# Task requirements:
1 - Reproduce the passage on detainee abuse word for word, from "So what do you" up to and including "on the frontier.".
2 - Name every person mentioned by name in the passage on detainee abuse.

# Given passage:
┄┄┄┄┄┄
So what do you imagine was the first act of this former driver,
when freed? According to Agence
France-Presse, he's now suing his American liberators for torture
and ill-treatment. His French lawyer Jacques Verges "said that after
being found by American troops, al-Jundi was taken in handcuffs
to a military base where he was beaten and kicked. Verges said al-Jundi
claimed to have been thrice threatened with mock executions and
tortured with electric shocks." Ho-hum. Life on the frontier.
Militarism
as Religion
The question,
of course, is responsibility. Where exactly does it rest? Among
the more striking of the ACLU revelations (and the least dealt with
in our press) was a
single FBI e-mail sent from Guantanamo to senior FBI officials
in the States which "makes 11 references to an Executive Order ‘signed
by President Bush' that authorized these abusive interrogation methods…
that permitted military interrogators in Iraq to place detainees
in painful stress positions, impose sensory deprivation through
the use of hoods, intimidate them with military dogs and use other
coercive methods." Other e-mails link the Secretary of Defense Donald
Rumsfeld and Undersecretary of Defense Paul Wolfowitz to the extreme
methods used in Guantanamo. (Note by the way that, while our press
generally will not use the word "torture" when describing such acts
at Guantanamo and elsewhere, the FBI agents don't hesitate to do
so.)
┄┄┄┄┄┄
# Dataset entries:

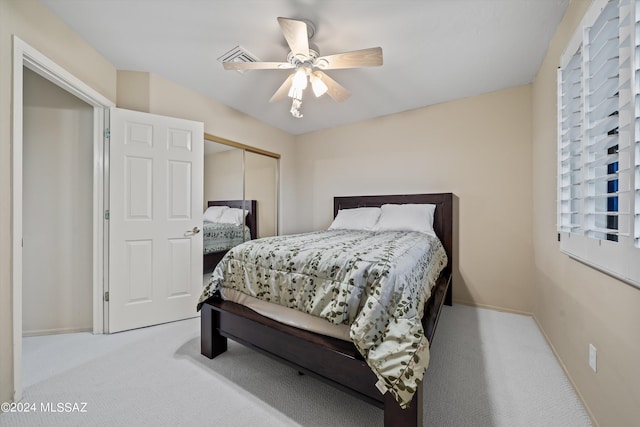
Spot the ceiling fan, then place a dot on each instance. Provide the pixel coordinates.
(309, 65)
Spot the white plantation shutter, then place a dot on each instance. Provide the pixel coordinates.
(570, 146)
(607, 147)
(599, 141)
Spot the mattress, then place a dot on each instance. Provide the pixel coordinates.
(287, 315)
(374, 283)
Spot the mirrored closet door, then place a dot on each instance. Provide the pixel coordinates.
(240, 196)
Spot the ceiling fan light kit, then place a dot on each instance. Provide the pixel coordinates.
(309, 65)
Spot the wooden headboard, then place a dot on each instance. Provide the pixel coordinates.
(443, 216)
(251, 206)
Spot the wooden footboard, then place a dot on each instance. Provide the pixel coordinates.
(329, 359)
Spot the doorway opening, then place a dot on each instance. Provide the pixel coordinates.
(26, 57)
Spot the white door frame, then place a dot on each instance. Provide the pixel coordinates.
(26, 56)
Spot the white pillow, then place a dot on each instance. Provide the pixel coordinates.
(233, 216)
(213, 213)
(408, 217)
(356, 219)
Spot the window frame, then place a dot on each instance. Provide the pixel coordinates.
(621, 258)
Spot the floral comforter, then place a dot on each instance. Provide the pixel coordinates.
(219, 237)
(376, 282)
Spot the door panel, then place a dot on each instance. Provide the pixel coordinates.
(155, 197)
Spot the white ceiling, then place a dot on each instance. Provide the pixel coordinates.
(434, 50)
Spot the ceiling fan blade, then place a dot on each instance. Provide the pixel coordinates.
(295, 32)
(335, 90)
(283, 90)
(371, 57)
(257, 65)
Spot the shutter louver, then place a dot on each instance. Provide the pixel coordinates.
(607, 150)
(570, 163)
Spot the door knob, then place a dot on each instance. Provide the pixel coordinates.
(195, 230)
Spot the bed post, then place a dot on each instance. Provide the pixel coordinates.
(211, 342)
(395, 416)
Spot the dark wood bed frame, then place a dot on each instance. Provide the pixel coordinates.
(331, 360)
(212, 259)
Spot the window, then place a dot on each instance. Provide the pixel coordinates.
(599, 141)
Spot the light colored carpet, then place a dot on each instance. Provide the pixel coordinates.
(488, 368)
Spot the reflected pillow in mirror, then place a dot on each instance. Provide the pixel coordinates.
┄┄┄┄┄┄
# Answers to the problems:
1 -
So what do you imagine was the first act of this former driver,
when freed? According to Agence
France-Presse, he's now suing his American liberators for torture
and ill-treatment. His French lawyer Jacques Verges "said that after
being found by American troops, al-Jundi was taken in handcuffs
to a military base where he was beaten and kicked. Verges said al-Jundi
claimed to have been thrice threatened with mock executions and
tortured with electric shocks." Ho-hum. Life on the frontier.

2 -
al-Jundi
Jacques Verges
President Bush
Donald Rumsfeld
Paul Wolfowitz